- **本文**:
^^^^

説明

誘導加熱式流体加熱装置

【課題】 誘導加熱式流体加熱装置に用いられる加熱体がどのような寸法であっても、加工が容易で、安価に製作することの可能な誘導加熱式流体加熱装置を提供することを課題とする。
【解決手段】 流体の流通される配管に結合される非金属材で形成した加熱管内に嵌挿された誘導加熱により発熱される発熱体を、誘導加熱材で形成された所定長さの細管を複数束ねて構成することにより、発熱体に穿孔加工することが必要なくなり、製作が容易で安価となる。

【発明の詳細な説明】
【技術分野】
【0001】
この発明は、誘導加熱により水などの流体を加熱する誘導加熱式流体加熱装置に関する。
【背景技術】
【0002】
誘導加熱によって配管中を流れる流体を加熱する装置として、特許文献1に示されるような誘導加熱式流体加熱装置が知られている。
【0003】
この従来の誘導加熱式流体加熱装置1は、図3に示すように、図示しない配管に結合されるとともに、その中に誘導加熱により発熱する発熱体5を嵌挿した非金属材で形成された加熱管4と、この加熱管4の外周に断熱材6を介して巻装された加熱コイル2とこれに高周波電力を供給する高周波電源3とで構成される。加熱管4内の発熱体5は、磁性材で形成された円柱体に軸線方向(流体の流通方向)に貫通した多数の細孔5aを穿孔して形成される。加熱コイル2に高周波電源3から高周波電力が供給されると、電磁誘導作用により、加熱管4内に嵌挿された発熱体5に誘導電流が発生し、この電流によって発熱体5が発熱する。したがって加熱管4にその一端から加熱する流体を適当な流速で供給すると、流体は、発熱体5に設けられ流体を通すための多数の細孔5aを通り抜ける間にこの発熱体5により加熱され、昇温されて他端から流出する。
【特許文献1】特開2002−305074号公報
【発明の開示】
【発明が解決しようとする課題】
【0004】
このような流体加熱装置において使用される発熱体は、発熱して高温となるので耐熱性の高い磁性材で形成することが必要である。このような磁性材の円柱体に多数の細孔を貫通させる加工は比較的高度の加工技術を必要とするので、加工コストが高くなる。加工コストが高くなっても加工ができればよいが、例えば、直径が数10cmの磁性ステンレス鋼の発熱体に直径数cm〜数mmの貫通細孔を数10個、数10cmの長さ加工する必要がある等の場合は、加工できないこともある。
【0005】
この発明は、このような不都合を解消するため、誘導加熱式流体加熱装置に用いられる加熱体が、特殊な加工技術を必要としないで容易に加工でき、安価に製作することが可能な誘導加熱式流体加熱装置を提供することを課題とするものである。

^^^^

- **取り組む内容**:
次の1.〜3.の記述は、上の本文と合っていますか。それぞれ「はい」か「いいえ」で答え、判断の決め手となる本文の語句を一字一句変えずに引用してください。
1. 従来の発熱体は、磁性材の円柱体に細孔を穿孔して作られる。
2. 発熱体を嵌挿する加熱管は、金属材で形成される。
3. 解決手段では、細管を複数束ねて発熱体を構成する。

- **データ一覧**:

^^^^

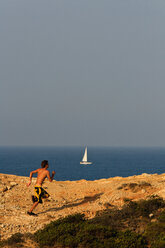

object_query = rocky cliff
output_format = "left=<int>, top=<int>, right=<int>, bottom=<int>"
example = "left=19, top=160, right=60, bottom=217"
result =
left=0, top=174, right=165, bottom=239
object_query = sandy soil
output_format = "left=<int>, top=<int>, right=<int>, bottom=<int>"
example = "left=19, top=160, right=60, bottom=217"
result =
left=0, top=174, right=165, bottom=239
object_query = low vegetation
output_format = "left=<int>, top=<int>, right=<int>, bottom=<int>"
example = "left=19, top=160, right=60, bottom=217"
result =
left=0, top=197, right=165, bottom=248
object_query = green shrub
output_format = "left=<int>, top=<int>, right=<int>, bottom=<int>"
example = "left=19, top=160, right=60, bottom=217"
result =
left=158, top=210, right=165, bottom=223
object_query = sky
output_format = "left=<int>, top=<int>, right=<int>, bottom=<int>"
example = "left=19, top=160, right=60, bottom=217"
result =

^^^^

- **解答例**:
1. はい。「磁性材で形成された円柱体に軸線方向(流体の流通方向)に貫通した多数の細孔5aを穿孔して形成される」
2. いいえ。「非金属材で形成された加熱管4」
3. はい。「所定長さの細管を複数束ねて構成する」